## STATED EXERCISE
Copy each of the entries below word for word, keeping every line as it appears.

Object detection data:
»»

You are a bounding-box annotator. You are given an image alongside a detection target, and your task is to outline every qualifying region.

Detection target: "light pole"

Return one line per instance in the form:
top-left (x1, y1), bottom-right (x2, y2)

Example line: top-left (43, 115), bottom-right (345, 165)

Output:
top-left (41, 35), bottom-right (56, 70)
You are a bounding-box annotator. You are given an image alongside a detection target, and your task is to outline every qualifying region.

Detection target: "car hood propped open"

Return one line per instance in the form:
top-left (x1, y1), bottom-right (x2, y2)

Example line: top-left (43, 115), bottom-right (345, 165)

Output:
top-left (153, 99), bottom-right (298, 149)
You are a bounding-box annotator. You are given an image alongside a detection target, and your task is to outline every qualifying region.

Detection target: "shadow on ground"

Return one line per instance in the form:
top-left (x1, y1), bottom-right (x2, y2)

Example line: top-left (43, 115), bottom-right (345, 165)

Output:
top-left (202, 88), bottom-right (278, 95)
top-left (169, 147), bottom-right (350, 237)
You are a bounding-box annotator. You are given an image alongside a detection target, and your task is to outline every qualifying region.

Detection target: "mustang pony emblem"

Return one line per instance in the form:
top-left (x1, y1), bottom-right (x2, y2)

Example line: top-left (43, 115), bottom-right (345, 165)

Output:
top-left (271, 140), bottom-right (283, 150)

««

## COMPLETE RESPONSE
You are a bounding-box annotator. You are given an image alongside a detection target, and your task is to outline every qualifying region.

Detection target: "light pole"

Return one line per instance in the form:
top-left (x1, y1), bottom-right (x2, y2)

Example line: top-left (43, 115), bottom-right (345, 165)

Output:
top-left (41, 35), bottom-right (56, 70)
You are a bounding-box annotator. You are given an image alongside a detection target, and your task is to outline every qualifying region.

Detection target: "car hood propped open"

Return one line per instance in the form:
top-left (x1, y1), bottom-right (x2, y2)

Example line: top-left (43, 115), bottom-right (345, 165)

Output:
top-left (153, 99), bottom-right (298, 149)
You are a bounding-box annotator. You are given an image alongside a detection target, and your task is to outline every qualifying region.

Detection target: "shadow on ground"

Return one line per instance in the form:
top-left (x1, y1), bottom-right (x2, y2)

Example line: top-left (43, 115), bottom-right (345, 165)

Output:
top-left (202, 88), bottom-right (278, 95)
top-left (169, 147), bottom-right (350, 237)
You are a bounding-box annotator. You are given an image alongside a detection target, and your task is to outline every qualifying region.

Detection target: "mustang pony emblem"

Return one line per instance in the form:
top-left (x1, y1), bottom-right (x2, y2)

Example line: top-left (43, 115), bottom-right (345, 165)

Output:
top-left (271, 140), bottom-right (283, 150)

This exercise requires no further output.